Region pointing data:
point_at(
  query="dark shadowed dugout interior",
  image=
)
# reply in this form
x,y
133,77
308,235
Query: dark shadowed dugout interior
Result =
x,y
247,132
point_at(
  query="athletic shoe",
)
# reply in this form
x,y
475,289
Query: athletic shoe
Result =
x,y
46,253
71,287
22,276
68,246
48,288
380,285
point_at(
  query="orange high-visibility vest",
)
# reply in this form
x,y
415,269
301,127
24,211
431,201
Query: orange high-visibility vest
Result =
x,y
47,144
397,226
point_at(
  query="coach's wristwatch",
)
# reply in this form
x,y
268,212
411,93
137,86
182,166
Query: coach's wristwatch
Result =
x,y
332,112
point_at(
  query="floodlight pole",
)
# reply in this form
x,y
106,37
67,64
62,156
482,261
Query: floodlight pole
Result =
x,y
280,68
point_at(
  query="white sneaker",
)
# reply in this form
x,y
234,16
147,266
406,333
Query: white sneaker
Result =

- _INSTRUCTIONS TO FOLLOW_
Repeat each entry word for word.

- _REPLY TO THE EXERCISE_
point_at(
  query="dark shadowed dugout interior",
  image=
)
# reply in this form
x,y
133,77
308,235
Query: dark shadowed dugout interior
Result =
x,y
247,132
point_at(
  query="athletic shoe",
)
# reply in this form
x,y
475,289
Query: athletic shoe
Result =
x,y
46,253
71,287
22,276
68,246
48,288
380,285
point_at(
  query="orange high-visibility vest",
)
# reply in this form
x,y
415,269
301,127
24,211
431,201
Query: orange high-visibility vest
Result =
x,y
47,144
397,226
point_at(
  query="coach's wristwatch",
)
# reply in this form
x,y
268,212
411,93
137,86
182,166
Query: coach's wristwatch
Result =
x,y
332,112
point_at(
  query="floodlight pole",
)
# reply in this form
x,y
106,37
67,64
62,156
482,261
Query: floodlight pole
Result =
x,y
280,68
point_at(
  query="white sneaker",
)
# reply in this form
x,y
234,16
147,266
406,333
Query: white sneaker
Result =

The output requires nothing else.